Saved data entries:
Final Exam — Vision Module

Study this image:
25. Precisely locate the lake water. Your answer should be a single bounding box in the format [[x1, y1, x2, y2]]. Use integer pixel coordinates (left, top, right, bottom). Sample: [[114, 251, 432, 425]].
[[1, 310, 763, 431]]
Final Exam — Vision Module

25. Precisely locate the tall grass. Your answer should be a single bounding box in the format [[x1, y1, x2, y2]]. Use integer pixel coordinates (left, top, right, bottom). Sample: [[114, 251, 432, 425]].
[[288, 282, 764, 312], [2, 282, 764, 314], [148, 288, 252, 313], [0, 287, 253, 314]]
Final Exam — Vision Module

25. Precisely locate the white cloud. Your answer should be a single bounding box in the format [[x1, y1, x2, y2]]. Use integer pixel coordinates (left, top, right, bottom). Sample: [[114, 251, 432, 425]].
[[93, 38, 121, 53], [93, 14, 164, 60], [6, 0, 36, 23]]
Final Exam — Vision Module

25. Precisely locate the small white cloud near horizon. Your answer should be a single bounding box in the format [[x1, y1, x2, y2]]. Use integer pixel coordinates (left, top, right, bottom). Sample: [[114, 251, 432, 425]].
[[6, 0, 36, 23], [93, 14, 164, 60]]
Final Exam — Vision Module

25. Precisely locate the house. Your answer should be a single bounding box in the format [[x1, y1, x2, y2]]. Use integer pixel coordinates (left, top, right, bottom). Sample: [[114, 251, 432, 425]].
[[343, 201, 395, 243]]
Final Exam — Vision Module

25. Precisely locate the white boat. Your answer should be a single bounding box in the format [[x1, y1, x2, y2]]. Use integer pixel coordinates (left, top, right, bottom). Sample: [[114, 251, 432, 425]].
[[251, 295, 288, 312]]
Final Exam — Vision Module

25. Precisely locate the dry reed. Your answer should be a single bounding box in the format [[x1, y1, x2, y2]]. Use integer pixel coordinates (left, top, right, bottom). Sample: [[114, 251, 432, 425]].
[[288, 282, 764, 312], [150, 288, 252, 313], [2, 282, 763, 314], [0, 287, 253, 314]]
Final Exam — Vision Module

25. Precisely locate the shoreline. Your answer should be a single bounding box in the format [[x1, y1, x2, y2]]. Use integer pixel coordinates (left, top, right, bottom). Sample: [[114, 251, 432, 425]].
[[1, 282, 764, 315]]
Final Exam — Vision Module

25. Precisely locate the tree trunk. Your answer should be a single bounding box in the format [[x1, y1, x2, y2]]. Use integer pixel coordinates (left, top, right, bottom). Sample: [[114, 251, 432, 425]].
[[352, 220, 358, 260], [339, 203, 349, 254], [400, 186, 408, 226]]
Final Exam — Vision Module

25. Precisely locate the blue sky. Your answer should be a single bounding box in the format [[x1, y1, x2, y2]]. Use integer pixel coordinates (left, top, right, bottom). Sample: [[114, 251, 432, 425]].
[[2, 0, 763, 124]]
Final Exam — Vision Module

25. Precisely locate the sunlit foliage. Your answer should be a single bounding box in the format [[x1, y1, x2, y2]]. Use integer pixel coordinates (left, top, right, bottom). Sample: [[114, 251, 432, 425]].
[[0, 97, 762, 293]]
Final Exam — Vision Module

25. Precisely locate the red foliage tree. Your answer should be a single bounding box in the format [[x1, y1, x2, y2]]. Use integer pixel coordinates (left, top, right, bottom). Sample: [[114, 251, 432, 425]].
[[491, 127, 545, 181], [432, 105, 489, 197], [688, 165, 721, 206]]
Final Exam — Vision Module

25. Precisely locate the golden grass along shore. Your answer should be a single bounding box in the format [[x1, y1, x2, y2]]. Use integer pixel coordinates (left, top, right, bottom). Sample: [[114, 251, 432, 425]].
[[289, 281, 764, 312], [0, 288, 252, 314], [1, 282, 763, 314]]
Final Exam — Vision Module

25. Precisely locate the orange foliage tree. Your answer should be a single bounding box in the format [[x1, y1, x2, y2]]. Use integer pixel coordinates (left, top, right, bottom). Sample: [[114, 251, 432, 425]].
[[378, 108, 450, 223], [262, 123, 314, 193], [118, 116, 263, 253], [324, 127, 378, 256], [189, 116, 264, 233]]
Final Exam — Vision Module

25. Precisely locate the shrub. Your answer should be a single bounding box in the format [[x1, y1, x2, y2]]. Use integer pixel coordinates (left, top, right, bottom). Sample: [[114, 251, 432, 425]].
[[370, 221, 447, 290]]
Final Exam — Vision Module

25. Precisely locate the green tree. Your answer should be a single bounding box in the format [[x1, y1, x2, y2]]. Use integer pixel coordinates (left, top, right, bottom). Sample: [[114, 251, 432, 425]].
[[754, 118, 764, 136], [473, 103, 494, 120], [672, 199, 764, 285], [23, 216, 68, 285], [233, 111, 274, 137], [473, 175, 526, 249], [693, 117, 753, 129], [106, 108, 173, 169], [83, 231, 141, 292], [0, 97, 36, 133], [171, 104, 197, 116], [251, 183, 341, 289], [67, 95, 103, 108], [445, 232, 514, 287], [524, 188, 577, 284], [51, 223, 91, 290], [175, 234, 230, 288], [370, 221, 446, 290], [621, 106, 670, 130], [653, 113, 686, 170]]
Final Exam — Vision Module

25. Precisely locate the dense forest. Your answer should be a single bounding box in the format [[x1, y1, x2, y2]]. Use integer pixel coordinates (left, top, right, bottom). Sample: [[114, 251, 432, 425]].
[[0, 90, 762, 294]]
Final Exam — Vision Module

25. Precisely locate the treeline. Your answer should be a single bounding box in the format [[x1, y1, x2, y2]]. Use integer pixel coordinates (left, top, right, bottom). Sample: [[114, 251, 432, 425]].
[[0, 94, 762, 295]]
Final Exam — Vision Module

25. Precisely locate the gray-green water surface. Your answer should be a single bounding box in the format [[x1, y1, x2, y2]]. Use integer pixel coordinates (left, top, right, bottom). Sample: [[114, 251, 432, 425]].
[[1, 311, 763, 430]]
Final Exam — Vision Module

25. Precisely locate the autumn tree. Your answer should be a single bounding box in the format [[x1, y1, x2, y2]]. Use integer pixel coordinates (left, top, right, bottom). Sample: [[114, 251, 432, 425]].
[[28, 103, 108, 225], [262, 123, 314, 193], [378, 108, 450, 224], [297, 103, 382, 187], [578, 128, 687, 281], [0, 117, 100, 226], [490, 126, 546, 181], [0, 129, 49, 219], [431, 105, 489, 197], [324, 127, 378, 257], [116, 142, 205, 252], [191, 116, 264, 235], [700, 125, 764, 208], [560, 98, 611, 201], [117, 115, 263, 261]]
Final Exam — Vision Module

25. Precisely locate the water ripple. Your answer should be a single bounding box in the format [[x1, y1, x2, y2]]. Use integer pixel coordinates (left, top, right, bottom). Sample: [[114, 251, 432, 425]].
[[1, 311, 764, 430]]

Exercise prompt: What you should produce is an exact retyping of every line above.

Answer to the problem:
Final Exam — Vision Module

Study this image:
25. Precisely locate the lake water. Your answer should be a single bounding box in the format [[x1, y1, x2, y2]]. Use integer pixel coordinates (left, top, right, bottom). Sample: [[114, 251, 432, 425]].
[[1, 310, 763, 431]]
Final Exam — Vision Module

25. Precisely locate the tall grass. Your answer should be a single bounding box in the format [[x1, y1, x2, y2]]. Use integer pixel coordinates (left, top, right, bottom). Sample: [[114, 251, 432, 425]].
[[288, 282, 764, 312], [2, 282, 764, 314], [148, 288, 252, 313], [0, 287, 253, 314]]
Final Exam — Vision Module

25. Precisely locate the white cloud. Your answer should be a single bounding box in the format [[x1, y1, x2, y2]]. Use integer pixel coordinates (left, top, right, bottom). Sample: [[114, 251, 432, 425]].
[[93, 38, 121, 53], [93, 14, 164, 60], [6, 0, 36, 23]]
Final Exam — Vision Module

25. Precisely locate the small white cloud near horizon. Your answer should be a single bounding box in the format [[x1, y1, x2, y2]]. Use integer pixel coordinates (left, top, right, bottom). Sample: [[114, 251, 432, 425]].
[[6, 0, 36, 23], [93, 14, 164, 60]]
Final Exam — Vision Module

25. Precisely locate the house. Your answer should be a single bounding box in the format [[x1, y1, x2, y2]]. Use integer pixel coordinates (left, top, right, bottom). Sample: [[114, 251, 432, 425]].
[[343, 201, 395, 243]]
Final Exam — Vision Module

25. Precisely locate the white boat. Your answer should be a single bounding box in the format [[x1, y1, x2, y2]]. Use integer pixel coordinates (left, top, right, bottom). Sample: [[114, 251, 432, 425]].
[[251, 295, 288, 312]]
Final Exam — Vision Module

25. Precisely locate the dry reed. Your answer should be a single bounding box in the format [[x1, y1, x2, y2]]. Use integer pixel coordinates (left, top, right, bottom). Sample: [[114, 251, 432, 425]].
[[288, 282, 764, 312], [150, 288, 252, 313], [2, 282, 763, 314], [0, 287, 253, 314]]
Final Exam — Vision Module

25. Precisely locate the shoreline. Your answer should be a single bounding box in the format [[x1, y1, x2, y2]]. Use integer pixel coordinates (left, top, right, bottom). Sample: [[114, 251, 432, 425]].
[[1, 282, 764, 315]]
Final Exam — Vision Module

25. Precisely locate the tree trunk. Your answer should be a single bounding box in the format [[x1, y1, x2, y2]]. Use integer pixel coordinates (left, top, right, bottom). Sample: [[114, 251, 432, 425]].
[[352, 220, 358, 260], [339, 203, 349, 254], [400, 186, 408, 226]]
Final Exam — Vision Module

25. Precisely locate the blue sky. Your answer should be a single bounding box in the format [[x1, y1, x2, y2]]. Use integer pixel coordinates (left, top, right, bottom). Sample: [[114, 251, 432, 425]].
[[2, 0, 763, 124]]
Final Exam — Vision Module

25. Precisely locate the sunlit foliage. Your answer should be a single bounding box in the format [[x1, y1, x2, y2]]. Use integer pixel coordinates (left, top, right, bottom). Sample: [[114, 251, 432, 425]].
[[0, 97, 762, 293]]
Final Exam — Vision Module

25. Precisely locate the red foliage tree. Your answer should be a single bounding box in the format [[x1, y1, x2, y2]]. Use integer pixel coordinates (left, top, right, bottom). Sample: [[114, 251, 432, 425]].
[[491, 127, 545, 181], [432, 105, 489, 197], [688, 165, 721, 206]]
Final Exam — Vision Module

25. Precisely locate the golden grass along shore. Your answer should be a single bounding box in the format [[x1, y1, x2, y2]]. Use integer pixel coordinates (left, top, right, bottom). Sample: [[114, 251, 432, 425]].
[[289, 281, 764, 312], [0, 288, 252, 314], [1, 282, 763, 314]]
Final Exam — Vision Module

25. Precisely locate the orange foliage tree. Your answer should be a single bounding box in the format [[x1, y1, x2, y2]]. Use integer pixel coordinates (left, top, right, bottom). Sample: [[114, 251, 432, 425]].
[[378, 108, 450, 223], [262, 123, 314, 193], [118, 116, 263, 253], [324, 127, 378, 256], [189, 116, 264, 233]]
Final Exam — Vision Module

25. Precisely locate the shrub. Your answer should be a single bounding box in the format [[x1, y1, x2, y2]]. Use integer pixel coordinates (left, top, right, bottom). Sample: [[114, 251, 432, 425]].
[[370, 221, 447, 290]]
Final Exam — Vision Module

25. Precisely locate the green tree. Your answer should be a single bounding box in the format [[x1, y1, x2, y2]]. Use integer pixel coordinates (left, top, right, bottom). Sample: [[114, 251, 432, 425]].
[[754, 118, 764, 136], [473, 103, 494, 120], [672, 199, 764, 285], [23, 216, 68, 285], [233, 111, 274, 137], [473, 175, 526, 249], [693, 117, 753, 129], [106, 108, 173, 169], [83, 231, 141, 292], [0, 97, 36, 133], [171, 104, 197, 116], [251, 183, 341, 289], [67, 95, 103, 108], [445, 232, 514, 287], [524, 188, 577, 284], [51, 223, 91, 290], [175, 234, 230, 288], [370, 221, 446, 290], [621, 106, 670, 130], [653, 113, 686, 170]]
Final Exam — Vision Module

25. Precisely locate the dense forest. Your answer should be a single bounding box in the format [[x1, y1, x2, y2]]. Use integer pixel coordinates (left, top, right, bottom). Sample: [[114, 251, 432, 425]].
[[0, 90, 762, 294]]
Final Exam — Vision Module

25. Precisely locate the treeline. Your answer should be a single bounding box in the format [[x1, y1, x2, y2]]. Use integer pixel coordinates (left, top, right, bottom). Sample: [[114, 251, 432, 425]].
[[0, 94, 762, 295]]
Final Exam — Vision Module

25. Precisely locate the gray-green water surface. Your answer should be a single bounding box in the format [[x1, y1, x2, y2]]. Use integer pixel coordinates (left, top, right, bottom). Sample: [[114, 251, 432, 425]].
[[1, 311, 763, 430]]
Final Exam — Vision Module

25. Precisely locate the autumn tree. Your answer should be a single bounding box in the format [[x1, y1, x2, y2]]. Use integer pixel coordinates (left, top, right, bottom). Sample: [[114, 251, 432, 425]].
[[28, 103, 108, 225], [262, 123, 314, 193], [378, 108, 450, 224], [297, 103, 382, 187], [578, 128, 687, 281], [0, 117, 100, 226], [490, 126, 546, 181], [0, 129, 49, 219], [431, 105, 489, 197], [324, 127, 378, 257], [116, 142, 205, 252], [191, 116, 264, 235], [700, 125, 764, 208], [560, 98, 611, 201], [117, 115, 263, 261]]
Final Exam — Vision Module

25. Precisely locate the water ripple. Your answer should be a single bounding box in the format [[x1, y1, x2, y2]]. Use integer pixel coordinates (left, top, right, bottom). Sample: [[114, 251, 432, 425]].
[[1, 311, 764, 430]]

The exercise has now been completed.